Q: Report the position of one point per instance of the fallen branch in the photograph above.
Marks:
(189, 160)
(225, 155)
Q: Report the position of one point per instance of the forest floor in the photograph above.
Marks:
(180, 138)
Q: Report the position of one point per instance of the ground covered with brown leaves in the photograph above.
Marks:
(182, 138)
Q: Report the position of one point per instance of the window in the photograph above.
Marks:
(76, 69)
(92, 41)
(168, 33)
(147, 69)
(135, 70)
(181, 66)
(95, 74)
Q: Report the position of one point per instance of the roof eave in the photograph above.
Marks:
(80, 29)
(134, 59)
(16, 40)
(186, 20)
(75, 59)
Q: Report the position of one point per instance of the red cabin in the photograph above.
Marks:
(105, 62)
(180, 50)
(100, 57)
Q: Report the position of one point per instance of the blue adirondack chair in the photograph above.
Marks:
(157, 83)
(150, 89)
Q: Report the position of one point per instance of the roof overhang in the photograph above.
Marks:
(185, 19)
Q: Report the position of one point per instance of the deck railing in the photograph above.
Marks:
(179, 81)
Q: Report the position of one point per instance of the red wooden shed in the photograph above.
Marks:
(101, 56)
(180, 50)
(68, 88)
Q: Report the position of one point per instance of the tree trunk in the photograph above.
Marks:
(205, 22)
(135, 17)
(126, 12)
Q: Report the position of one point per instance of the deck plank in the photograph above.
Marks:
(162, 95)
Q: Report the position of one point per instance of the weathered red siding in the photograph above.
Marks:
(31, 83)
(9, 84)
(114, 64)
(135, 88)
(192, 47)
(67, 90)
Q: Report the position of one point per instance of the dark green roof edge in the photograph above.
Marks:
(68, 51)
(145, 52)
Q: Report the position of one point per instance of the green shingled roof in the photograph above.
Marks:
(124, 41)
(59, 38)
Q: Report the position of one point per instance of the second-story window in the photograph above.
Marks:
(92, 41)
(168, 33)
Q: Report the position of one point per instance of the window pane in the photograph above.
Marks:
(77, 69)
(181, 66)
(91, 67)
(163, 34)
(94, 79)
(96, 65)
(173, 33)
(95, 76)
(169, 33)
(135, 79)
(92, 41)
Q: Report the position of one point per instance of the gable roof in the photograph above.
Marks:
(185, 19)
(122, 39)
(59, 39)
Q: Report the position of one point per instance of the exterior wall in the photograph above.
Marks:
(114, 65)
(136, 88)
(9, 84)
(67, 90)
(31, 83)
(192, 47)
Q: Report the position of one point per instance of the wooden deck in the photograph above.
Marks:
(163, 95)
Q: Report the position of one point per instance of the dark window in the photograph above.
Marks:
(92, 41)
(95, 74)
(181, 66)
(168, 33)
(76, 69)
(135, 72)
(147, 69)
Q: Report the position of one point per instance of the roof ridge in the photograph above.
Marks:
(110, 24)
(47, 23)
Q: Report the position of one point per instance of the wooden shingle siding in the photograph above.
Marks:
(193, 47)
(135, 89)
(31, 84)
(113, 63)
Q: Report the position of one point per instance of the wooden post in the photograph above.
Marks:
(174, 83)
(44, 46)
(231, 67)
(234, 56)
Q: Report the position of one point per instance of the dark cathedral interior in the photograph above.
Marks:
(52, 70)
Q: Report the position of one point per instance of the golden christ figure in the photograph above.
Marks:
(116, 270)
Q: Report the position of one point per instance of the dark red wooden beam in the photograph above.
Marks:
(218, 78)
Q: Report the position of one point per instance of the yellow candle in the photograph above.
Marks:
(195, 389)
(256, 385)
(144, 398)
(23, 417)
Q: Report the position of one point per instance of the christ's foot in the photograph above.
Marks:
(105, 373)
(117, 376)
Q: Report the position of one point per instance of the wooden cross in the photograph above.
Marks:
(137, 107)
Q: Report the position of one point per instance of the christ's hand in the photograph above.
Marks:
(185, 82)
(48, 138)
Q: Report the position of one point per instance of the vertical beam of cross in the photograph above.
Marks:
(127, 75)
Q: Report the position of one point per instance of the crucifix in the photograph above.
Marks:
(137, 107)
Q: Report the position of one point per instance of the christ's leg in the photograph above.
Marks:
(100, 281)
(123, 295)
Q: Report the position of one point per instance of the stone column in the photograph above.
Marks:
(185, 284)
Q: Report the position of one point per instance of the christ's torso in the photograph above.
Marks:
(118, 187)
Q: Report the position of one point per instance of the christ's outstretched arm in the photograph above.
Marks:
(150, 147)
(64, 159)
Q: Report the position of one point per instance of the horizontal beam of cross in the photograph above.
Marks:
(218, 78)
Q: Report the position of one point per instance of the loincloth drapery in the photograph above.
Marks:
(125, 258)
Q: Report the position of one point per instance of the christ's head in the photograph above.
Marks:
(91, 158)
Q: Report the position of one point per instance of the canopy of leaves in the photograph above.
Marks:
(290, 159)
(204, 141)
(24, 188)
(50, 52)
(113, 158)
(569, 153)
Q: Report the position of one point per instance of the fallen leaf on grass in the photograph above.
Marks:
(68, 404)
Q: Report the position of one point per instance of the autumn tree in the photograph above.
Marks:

* * *

• Task prompt
Copy out all of the records shown above exactly.

• Result of this exercise
Q: Report the position of one point per instance of the fallen branch in the photograph above.
Marks:
(189, 160)
(225, 155)
Q: Report the position of one point per instance of the forest floor in the photograph above.
Marks:
(180, 138)
Q: Report the position of one point per instance of the ground covered with brown leaves in the photograph above.
Marks:
(182, 138)
Q: Report the position of one point per instance of the window in the photograph above.
Marks:
(76, 69)
(92, 41)
(168, 33)
(147, 69)
(135, 70)
(181, 66)
(95, 74)
Q: Report the position of one point per instance of the roof eave in the photograph above.
Marks:
(80, 29)
(134, 59)
(16, 40)
(186, 20)
(75, 59)
Q: Report the position of one point per instance of the red cabin in the photograph above.
Marks:
(105, 62)
(180, 50)
(100, 57)
Q: Report the position of one point per instance of the blue adirondack chair in the photograph above.
Marks:
(157, 83)
(150, 89)
Q: Report the position of one point per instance of the roof overhang in the photograph above.
Marks:
(185, 19)
Q: Report the position of one point per instance of the deck railing in the photograph above.
Marks:
(179, 81)
Q: Report the position of one point per instance of the red wooden shed in the photograph above.
Marks:
(101, 56)
(180, 50)
(68, 88)
Q: Report the position of one point per instance of the tree trunk in the photograph above.
Marks:
(205, 22)
(135, 17)
(126, 12)
Q: Report the position of one point per instance of the deck plank in the photograph above.
Marks:
(162, 95)
Q: Report the position of one point per instance of the weathered red siding in the photograph above.
Marks:
(31, 83)
(9, 84)
(114, 64)
(135, 88)
(192, 47)
(67, 90)
Q: Report the position of one point per instance of the dark green roof edge in the photograph above.
Marks:
(68, 51)
(145, 52)
Q: Report the position of one point per instance of the green shingled roof in the photograph above.
Marks:
(124, 41)
(59, 38)
Q: Report the position of one point per instance of the second-story window in the photograph above.
Marks:
(92, 41)
(168, 33)
Q: Report the position of one point per instance of the window pane in the photograph above.
Marks:
(77, 69)
(181, 66)
(91, 67)
(163, 34)
(94, 79)
(96, 65)
(173, 33)
(95, 76)
(169, 33)
(135, 79)
(92, 41)
Q: Report the position of one point per instance of the gable roof in the photograph above.
Marks:
(185, 19)
(122, 39)
(59, 39)
Q: Report the position of one point per instance of the exterior wall in the photograph above.
Marks:
(114, 65)
(136, 88)
(9, 84)
(67, 90)
(31, 83)
(192, 47)
Q: Report the position of one point per instance of the wooden deck in the photograph above.
Marks:
(163, 95)
Q: Report the position of one point per instance of the dark window in the photograph above.
Marks:
(92, 41)
(95, 74)
(181, 66)
(168, 33)
(76, 69)
(135, 72)
(147, 69)
Q: Report the position of one point per instance of the roof ridge in the photograph above.
Marks:
(110, 24)
(47, 23)
Q: Report the position of one point per instance of the wooden shingle siding in the photograph above.
Marks:
(193, 47)
(135, 89)
(31, 84)
(113, 63)
Q: Report the position of one point per instance of the wooden post in the photograph above.
Marks:
(174, 83)
(44, 46)
(231, 67)
(234, 56)
Q: Report the position of one point per instance of the dark cathedral interior in the photograph above.
Marks:
(52, 70)
Q: Report the position of one point per instance of the golden christ figure in the photograph above.
Marks:
(116, 270)
Q: Report the position of one point per instance of the dark red wooden beam in the photograph above.
Marks:
(218, 78)
Q: Report the position of one point per instance of the yellow candle in the photograph above.
Marks:
(195, 389)
(256, 385)
(144, 398)
(23, 417)
Q: Report the position of one point per instance of the christ's foot in the photograph above.
Marks:
(105, 373)
(117, 376)
Q: Report the position of one point per instance of the wooden cross in the photograph above.
Marks:
(137, 107)
Q: Report the position of one point per instance of the christ's hand in the photograph above.
Marks:
(185, 82)
(48, 138)
Q: Report the position of one point per instance of the vertical beam of cross in the photograph above.
Marks:
(127, 75)
Q: Report the position of one point per instance of the crucifix in the photograph above.
Marks:
(137, 107)
Q: Report the position of one point per instance of the christ's leg in the photograph above.
Marks:
(100, 281)
(123, 295)
Q: Report the position of one point per instance of the stone column in the photograph above.
Marks:
(185, 284)
Q: Report the position of one point per instance of the christ's torso in the photograph above.
Marks:
(118, 187)
Q: Report the position of one point per instance of the christ's outstretched arm in the photograph above.
Marks:
(150, 147)
(64, 159)
Q: Report the position of one point per instance of the horizontal beam of cross in the photograph above.
Marks:
(218, 78)
Q: Report the position of one point per instance of the loincloth drapery in the photograph above.
Marks:
(125, 258)
Q: Report the position of one point per instance of the christ's head in the photograph above.
Marks:
(91, 158)
Q: Report the position of one point per instance of the canopy of leaves in the photograph above.
Marks:
(290, 159)
(204, 141)
(24, 188)
(50, 52)
(113, 158)
(569, 153)
Q: Report the position of one point per instance of the fallen leaf on grass in the photograph above.
Marks:
(68, 404)
Q: Report the position of one point per instance of the autumn tree in the photograph above.
Marks:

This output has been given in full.